_Enunciado de la tarea_. Continúe el texto sobre la construcción del Puente de Brooklyn a partir de su última oración.

Antes de que existiese el primer rascacielos, las torres del Puente de Brooklyn se convirtieron en parte del horizonte neoyorquino a mediados de la década de 1870. Sus 84 metros de altura servirían para un proyecto tan necesario como atrevido: superar el Río Este, que destrozaba la comunicación entre Manhattan y Long Island cada vez que se congelaba. Más de 1.800 metros de puente, algo que no se había hecho nunca.
Los líderes políticos de la época habían tomado la determinación, diez años antes, de acabar con esa situación. Y se dirigieron al único hombre capaz de tal empresa. Una que llevaba años imaginando. Ese hombre, John A. Roebling, ni siquiera vería la primera piedra. Fue la primera de las casi 30 personas que murieron durante sus 14 años de desarrollo.

_Registros proporcionados_.
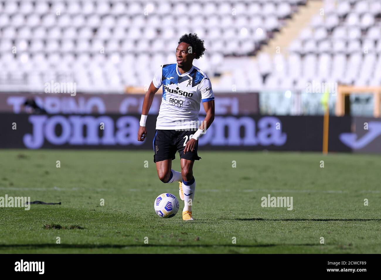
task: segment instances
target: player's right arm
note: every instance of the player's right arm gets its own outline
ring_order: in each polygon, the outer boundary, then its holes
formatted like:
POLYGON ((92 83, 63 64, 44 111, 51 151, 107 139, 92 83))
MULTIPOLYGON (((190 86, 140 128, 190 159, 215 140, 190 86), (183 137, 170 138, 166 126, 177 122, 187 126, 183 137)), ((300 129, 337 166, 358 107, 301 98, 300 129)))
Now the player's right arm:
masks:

_Respuesta al problema_.
Roebling, un inmigrante alemán, llevaba años erigiendo puentes por toda la geografía estadounidense, y acababa de ver terminado el ídem de Cincinatti que lleva su nombre (en 1866), su mayor obra hasta la fecha. Inmediatamente después el ingeniero diseñó los primeros pasos del nuevo puente: dos enormes torres para anclar cuatro cables de acero gigantes, de 40 centímetros de diámetro, que unirían ambas estructuras, separadas por 1.825 metros.
Pero mientras supervisaba dónde construir las torres, en 1869, un ferry le destrozó el pie en un muelle. Roebling se negó a recibir tratamiento médico convencional (optando por "terapia acuática") y murió afectado por la gangrena menos de un mes después. Su hijo de 32 años Washington Roebling se encargaría de sucederle. Los trabajos empezaron el 3 de enero de 1870, seis meses después de la muerte del patriarca.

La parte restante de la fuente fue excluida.